--- START ---

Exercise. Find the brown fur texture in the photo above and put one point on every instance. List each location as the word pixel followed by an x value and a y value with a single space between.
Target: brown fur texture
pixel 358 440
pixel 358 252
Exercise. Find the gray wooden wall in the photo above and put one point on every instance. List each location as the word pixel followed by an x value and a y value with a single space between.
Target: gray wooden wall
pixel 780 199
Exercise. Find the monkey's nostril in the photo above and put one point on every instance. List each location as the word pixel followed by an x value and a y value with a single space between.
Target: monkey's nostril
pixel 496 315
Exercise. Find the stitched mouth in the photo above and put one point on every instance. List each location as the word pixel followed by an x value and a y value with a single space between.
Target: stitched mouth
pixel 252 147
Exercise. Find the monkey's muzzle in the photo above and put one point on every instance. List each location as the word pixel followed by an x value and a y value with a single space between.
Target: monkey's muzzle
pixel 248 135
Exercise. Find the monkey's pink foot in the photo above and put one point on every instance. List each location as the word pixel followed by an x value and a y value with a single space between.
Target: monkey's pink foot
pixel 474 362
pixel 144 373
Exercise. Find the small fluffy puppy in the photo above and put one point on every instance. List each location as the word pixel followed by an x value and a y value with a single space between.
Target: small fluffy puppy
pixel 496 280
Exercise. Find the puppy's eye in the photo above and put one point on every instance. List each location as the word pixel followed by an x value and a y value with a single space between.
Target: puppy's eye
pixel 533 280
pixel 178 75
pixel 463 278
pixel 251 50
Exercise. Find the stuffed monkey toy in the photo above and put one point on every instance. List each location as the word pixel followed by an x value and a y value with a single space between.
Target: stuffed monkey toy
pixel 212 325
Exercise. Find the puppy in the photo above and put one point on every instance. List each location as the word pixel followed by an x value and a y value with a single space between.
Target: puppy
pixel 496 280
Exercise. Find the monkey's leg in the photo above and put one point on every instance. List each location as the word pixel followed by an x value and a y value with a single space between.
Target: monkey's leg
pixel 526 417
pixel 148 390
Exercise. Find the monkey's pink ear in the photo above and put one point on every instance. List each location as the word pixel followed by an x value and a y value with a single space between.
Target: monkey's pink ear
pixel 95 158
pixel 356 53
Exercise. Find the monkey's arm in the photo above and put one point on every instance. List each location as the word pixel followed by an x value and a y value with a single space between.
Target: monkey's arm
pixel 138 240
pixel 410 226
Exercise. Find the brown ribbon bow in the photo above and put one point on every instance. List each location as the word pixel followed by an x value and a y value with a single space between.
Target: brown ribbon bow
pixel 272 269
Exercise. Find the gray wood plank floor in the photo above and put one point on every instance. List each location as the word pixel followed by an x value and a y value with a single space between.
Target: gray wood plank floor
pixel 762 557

--- END ---

Task brief: Reproduce exactly the stretch of the material above that starts at the line with "Target: monkey's muzzle" and ends at the line with "Exercise. Find the monkey's pink foot", both included, and nothing else.

Answer for this exercise:
Target: monkey's muzzle
pixel 248 135
Exercise. Find the monkey's pink foot in the photo above and put one point on every instance. List each location as the word pixel followed by an x value and a y value with a single space between.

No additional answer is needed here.